----- Records for processing

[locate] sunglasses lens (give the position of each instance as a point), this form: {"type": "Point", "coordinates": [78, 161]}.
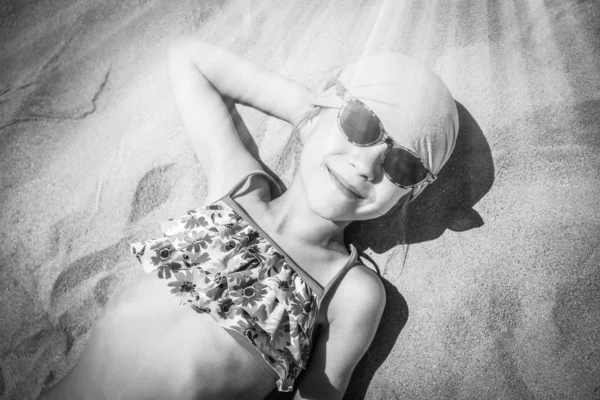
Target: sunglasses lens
{"type": "Point", "coordinates": [359, 125]}
{"type": "Point", "coordinates": [404, 168]}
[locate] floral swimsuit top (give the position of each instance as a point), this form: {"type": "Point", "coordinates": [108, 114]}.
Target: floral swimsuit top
{"type": "Point", "coordinates": [217, 260]}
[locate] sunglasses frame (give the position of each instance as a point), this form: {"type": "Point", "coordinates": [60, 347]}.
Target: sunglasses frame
{"type": "Point", "coordinates": [384, 137]}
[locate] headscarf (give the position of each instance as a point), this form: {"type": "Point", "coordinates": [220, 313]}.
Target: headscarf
{"type": "Point", "coordinates": [404, 92]}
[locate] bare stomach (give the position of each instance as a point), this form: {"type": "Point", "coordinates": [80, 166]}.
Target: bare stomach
{"type": "Point", "coordinates": [147, 346]}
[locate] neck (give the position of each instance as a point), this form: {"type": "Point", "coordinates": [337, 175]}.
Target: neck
{"type": "Point", "coordinates": [291, 215]}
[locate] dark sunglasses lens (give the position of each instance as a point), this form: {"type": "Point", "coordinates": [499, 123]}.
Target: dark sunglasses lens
{"type": "Point", "coordinates": [404, 168]}
{"type": "Point", "coordinates": [359, 125]}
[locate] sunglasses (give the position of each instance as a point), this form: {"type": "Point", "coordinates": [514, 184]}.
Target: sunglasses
{"type": "Point", "coordinates": [359, 124]}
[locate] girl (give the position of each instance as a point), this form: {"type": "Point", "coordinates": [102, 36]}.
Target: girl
{"type": "Point", "coordinates": [267, 294]}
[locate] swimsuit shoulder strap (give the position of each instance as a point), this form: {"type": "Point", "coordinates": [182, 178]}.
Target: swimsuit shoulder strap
{"type": "Point", "coordinates": [352, 261]}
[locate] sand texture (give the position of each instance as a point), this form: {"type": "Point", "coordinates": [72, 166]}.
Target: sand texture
{"type": "Point", "coordinates": [498, 294]}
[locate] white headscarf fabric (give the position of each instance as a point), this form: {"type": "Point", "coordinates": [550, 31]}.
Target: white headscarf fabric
{"type": "Point", "coordinates": [405, 93]}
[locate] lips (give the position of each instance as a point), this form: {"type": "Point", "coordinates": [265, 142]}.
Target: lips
{"type": "Point", "coordinates": [346, 188]}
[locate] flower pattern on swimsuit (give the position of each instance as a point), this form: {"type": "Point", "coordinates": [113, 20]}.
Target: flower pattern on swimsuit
{"type": "Point", "coordinates": [217, 263]}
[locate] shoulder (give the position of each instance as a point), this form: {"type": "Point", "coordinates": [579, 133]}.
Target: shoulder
{"type": "Point", "coordinates": [360, 294]}
{"type": "Point", "coordinates": [250, 186]}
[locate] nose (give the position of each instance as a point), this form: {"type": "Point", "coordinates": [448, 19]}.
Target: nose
{"type": "Point", "coordinates": [367, 160]}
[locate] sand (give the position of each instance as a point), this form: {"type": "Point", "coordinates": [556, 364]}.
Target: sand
{"type": "Point", "coordinates": [497, 294]}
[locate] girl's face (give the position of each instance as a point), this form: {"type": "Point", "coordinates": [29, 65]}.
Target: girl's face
{"type": "Point", "coordinates": [345, 182]}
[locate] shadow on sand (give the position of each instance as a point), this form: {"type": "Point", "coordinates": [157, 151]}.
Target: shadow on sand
{"type": "Point", "coordinates": [448, 204]}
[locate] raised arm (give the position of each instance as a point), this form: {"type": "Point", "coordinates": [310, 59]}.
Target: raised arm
{"type": "Point", "coordinates": [202, 76]}
{"type": "Point", "coordinates": [358, 304]}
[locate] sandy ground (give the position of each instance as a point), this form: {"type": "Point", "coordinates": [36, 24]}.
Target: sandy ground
{"type": "Point", "coordinates": [496, 297]}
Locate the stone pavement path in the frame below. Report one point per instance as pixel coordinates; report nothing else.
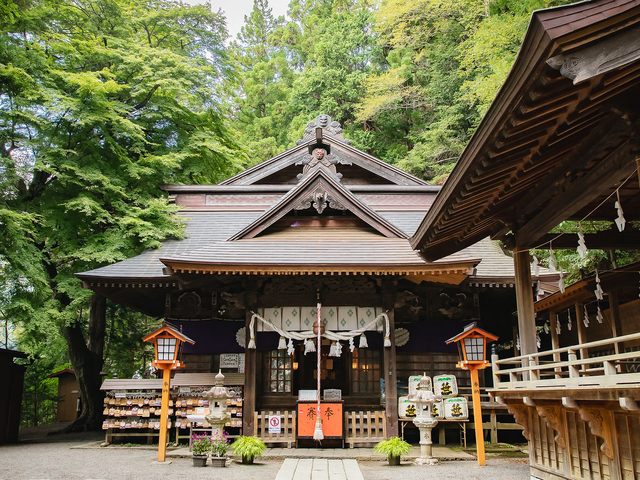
(319, 469)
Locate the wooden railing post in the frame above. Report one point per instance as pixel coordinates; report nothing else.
(574, 371)
(495, 369)
(533, 373)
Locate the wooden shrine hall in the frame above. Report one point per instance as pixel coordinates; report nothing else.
(560, 143)
(320, 223)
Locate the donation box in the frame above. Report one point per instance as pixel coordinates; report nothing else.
(331, 414)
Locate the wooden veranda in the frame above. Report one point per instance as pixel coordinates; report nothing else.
(559, 143)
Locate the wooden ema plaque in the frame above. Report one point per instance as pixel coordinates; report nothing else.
(331, 414)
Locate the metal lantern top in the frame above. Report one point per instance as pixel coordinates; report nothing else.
(168, 343)
(472, 346)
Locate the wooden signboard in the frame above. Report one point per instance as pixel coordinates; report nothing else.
(331, 414)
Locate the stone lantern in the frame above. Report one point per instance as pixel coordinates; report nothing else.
(218, 396)
(424, 398)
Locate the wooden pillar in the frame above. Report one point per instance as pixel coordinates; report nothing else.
(555, 340)
(524, 301)
(390, 377)
(582, 330)
(249, 404)
(494, 426)
(616, 321)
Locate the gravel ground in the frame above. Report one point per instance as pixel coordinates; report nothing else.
(495, 470)
(61, 457)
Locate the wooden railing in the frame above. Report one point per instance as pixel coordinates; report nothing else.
(365, 427)
(535, 371)
(287, 431)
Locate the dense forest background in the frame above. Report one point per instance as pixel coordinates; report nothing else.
(102, 101)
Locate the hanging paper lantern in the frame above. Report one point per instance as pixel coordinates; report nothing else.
(535, 267)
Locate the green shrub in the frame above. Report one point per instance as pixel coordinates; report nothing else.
(248, 447)
(200, 444)
(394, 447)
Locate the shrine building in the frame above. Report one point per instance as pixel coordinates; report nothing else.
(322, 223)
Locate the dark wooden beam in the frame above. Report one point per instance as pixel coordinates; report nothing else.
(601, 180)
(607, 240)
(249, 402)
(550, 183)
(608, 54)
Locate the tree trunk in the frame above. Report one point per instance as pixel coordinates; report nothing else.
(87, 360)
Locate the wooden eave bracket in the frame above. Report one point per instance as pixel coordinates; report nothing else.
(599, 421)
(552, 415)
(607, 54)
(521, 415)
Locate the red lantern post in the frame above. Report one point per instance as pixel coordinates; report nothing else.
(168, 343)
(472, 347)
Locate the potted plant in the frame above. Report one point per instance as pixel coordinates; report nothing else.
(393, 448)
(248, 448)
(200, 446)
(219, 446)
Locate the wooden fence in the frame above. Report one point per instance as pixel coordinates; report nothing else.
(366, 428)
(287, 422)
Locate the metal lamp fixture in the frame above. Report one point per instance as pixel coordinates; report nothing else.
(472, 347)
(167, 342)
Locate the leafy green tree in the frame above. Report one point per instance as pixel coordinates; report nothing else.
(100, 103)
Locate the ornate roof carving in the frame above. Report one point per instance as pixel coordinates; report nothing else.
(320, 157)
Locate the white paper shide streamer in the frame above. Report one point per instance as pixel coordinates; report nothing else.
(598, 291)
(620, 221)
(582, 246)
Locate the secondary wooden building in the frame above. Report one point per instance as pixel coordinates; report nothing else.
(322, 222)
(560, 142)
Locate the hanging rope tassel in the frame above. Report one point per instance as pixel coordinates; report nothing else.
(387, 340)
(252, 335)
(309, 346)
(317, 433)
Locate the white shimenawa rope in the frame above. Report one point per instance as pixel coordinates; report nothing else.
(317, 433)
(334, 336)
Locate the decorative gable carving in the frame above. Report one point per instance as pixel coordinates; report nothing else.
(319, 189)
(319, 200)
(332, 128)
(320, 157)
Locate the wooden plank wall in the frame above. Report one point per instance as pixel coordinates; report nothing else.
(417, 363)
(198, 363)
(583, 458)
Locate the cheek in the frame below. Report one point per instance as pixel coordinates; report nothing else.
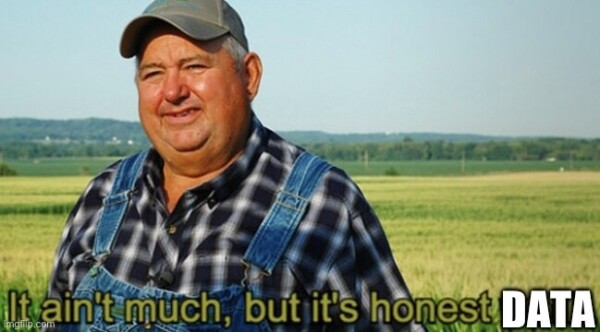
(149, 99)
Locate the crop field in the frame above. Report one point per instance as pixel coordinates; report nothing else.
(452, 236)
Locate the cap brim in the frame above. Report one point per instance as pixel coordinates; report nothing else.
(194, 28)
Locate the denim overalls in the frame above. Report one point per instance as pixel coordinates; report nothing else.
(263, 253)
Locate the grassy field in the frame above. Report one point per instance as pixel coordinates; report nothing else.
(452, 236)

----------

- [What you have to do] Leave the pictures out. Extract exactly the lines running from the one with "Locate the secondary" through the last entry, both ends included.

- [Answer to the task]
Locate the secondary wooden building in the frame above. Report one point per instance as pixel coordinates; report nothing else.
(322, 222)
(560, 142)
Locate the hanging rope tassel in the frame above. Report one point per instance as pixel coordinates; report nothing else.
(387, 340)
(252, 335)
(309, 346)
(317, 433)
Locate the white shimenawa rope in the frame above. Report one point per instance as pixel coordinates; report nothing else.
(317, 433)
(334, 336)
Locate the decorative gable carving in the frame above. Report one point per instance as pixel coordinates; report nothing else.
(319, 189)
(319, 200)
(332, 128)
(320, 157)
Locate the wooden plank wall in the frame above. Report one point per instance as pixel coordinates; report nothing else.
(417, 363)
(198, 363)
(583, 458)
Locate the cheek in the frame below. Report one point per instance as pixel coordinates; report nothing else.
(149, 99)
Locate the crop field in the frame above. Report one point per instance as pixel coordinates; report nothing else.
(452, 236)
Locate the cap brim in the frame above. Report one point per instance as pixel coordinates; report nothing else.
(194, 28)
Locate the denim overalls in the frame above. Report one point per instance as pixel coordinates; report nothing else.
(263, 253)
Locate the grassy field in the frame above. Report one point per instance as pixel coordinates; report nothing else.
(452, 236)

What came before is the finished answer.